### Text extract:

3.01.2014

A Roadtripper's Mobile Bookshelf

PURCHASED/ GIFTED/ LINKS/ 
Last night I got going entering some of my road-themed books into Goodreads.
No, none of these, yet.
It could have sworn I had The Art of Pilgrimage, by Phil Cousineau but I couldn't find it.

Then, while shooting the above photo, I remembered that I'd put some road trip books on a special Road Trip Project shelf.
Eureka! Found, and added to my "take with" pile:
Since I'm driving, I can schlep lots of "stuff".
List, with links and comments

Where Chefs Eat, by Joe Warwick
I gave this to Severo, my partner in gluttony. He'll let me borrow it.
Where the Locals Eat, by L. Lee Wilson Purchased pre-Yelp. It's ©1998.
The Food Lover's Handbook to the Southwest, by Dave DeWitt Sensing a trend yet? I got this in 1992. I have used it extensively.
The Creative Habit, by Twyla Tharp Thought this would be good to read again.
Ghost World, by Daniel Clowes Wild card! I won't yet tell you why I'm taking this.
The Way of the Traveler, by Joseph Dispenza This was on the same shelf as The Art of Pilgrimage
The Mindful Traveler, by Jim Currie Currently reading
The Pacific Northwest, Insight Guides I have the 1989 edition. Absurd to take it?
Roadside America
I have two copies of this, it's so entertaining. They also have a website. And an App.
Eat Your Way Across the U.S.A., by Jan and Michael Stern Sure, don't mind if I do!
500 Things to Eat Before It's Too Late, by Jan and Michael Stern
Roadfood, by Jan and Michael Stern The classic original.
Road Trip USA, by Jamie Jensen This will be helpful on US2, the northern perimeter. She's written many other more specific guides, like one for New England. Maybe I'll get the Kindle edition.

### The task:
Repeat the bookshelf post from "No, none of" to "pre-Yelp. It's ©1998.", swapping "pile" for "stack".

### Stored data:
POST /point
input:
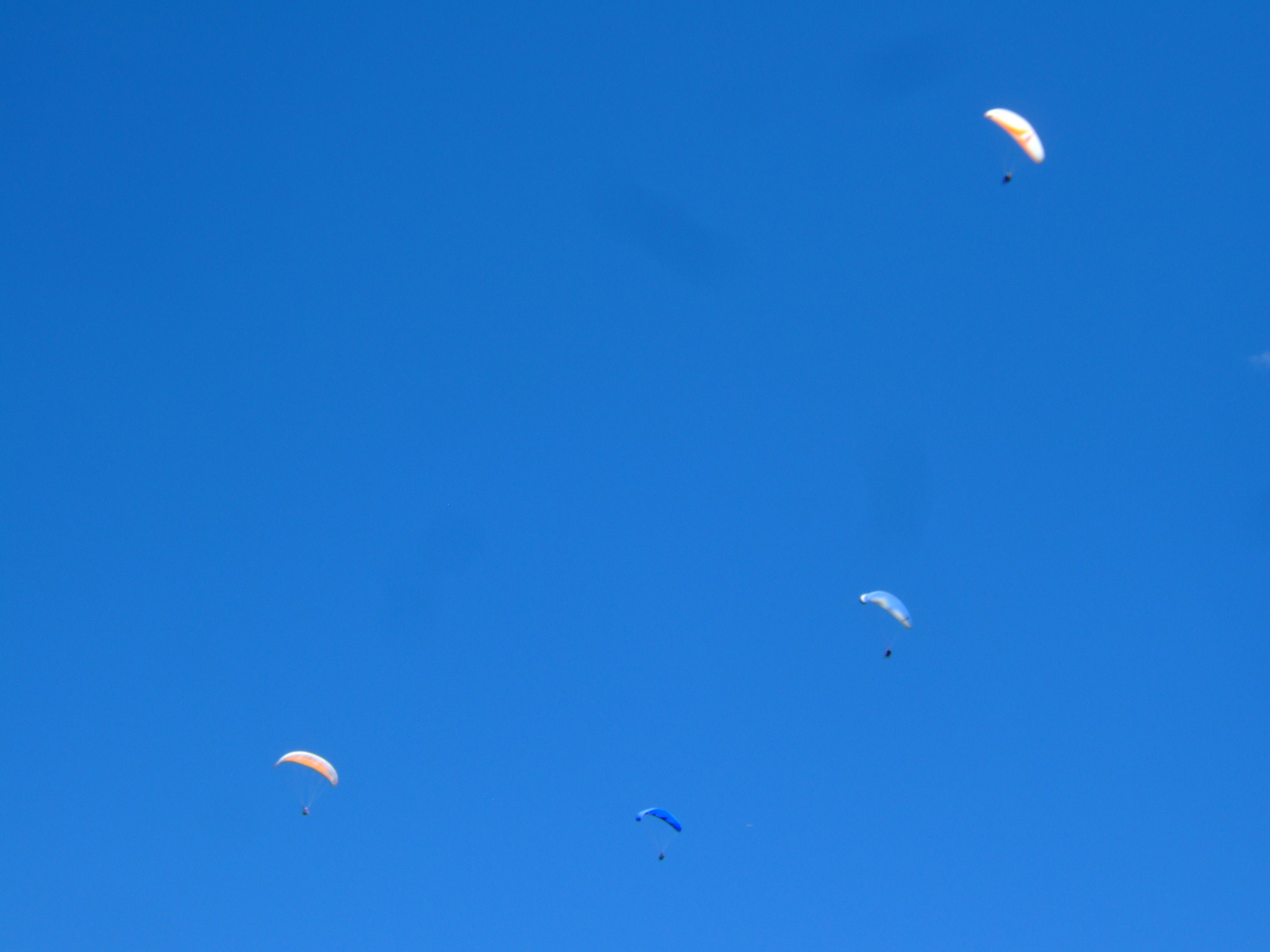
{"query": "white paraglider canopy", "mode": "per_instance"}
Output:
(1020, 130)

### Exercise solution:
No, none of these, yet.
It could have sworn I had The Art of Pilgrimage, by Phil Cousineau but I couldn't find it.

Then, while shooting the above photo, I remembered that I'd put some road trip books on a special Road Trip Project shelf.
Eureka! Found, and added to my "take with" stack:
Since I'm driving, I can schlep lots of "stuff".
List, with links and comments

Where Chefs Eat, by Joe Warwick
I gave this to Severo, my partner in gluttony. He'll let me borrow it.
Where the Locals Eat, by L. Lee Wilson Purchased pre-Yelp. It's ©1998.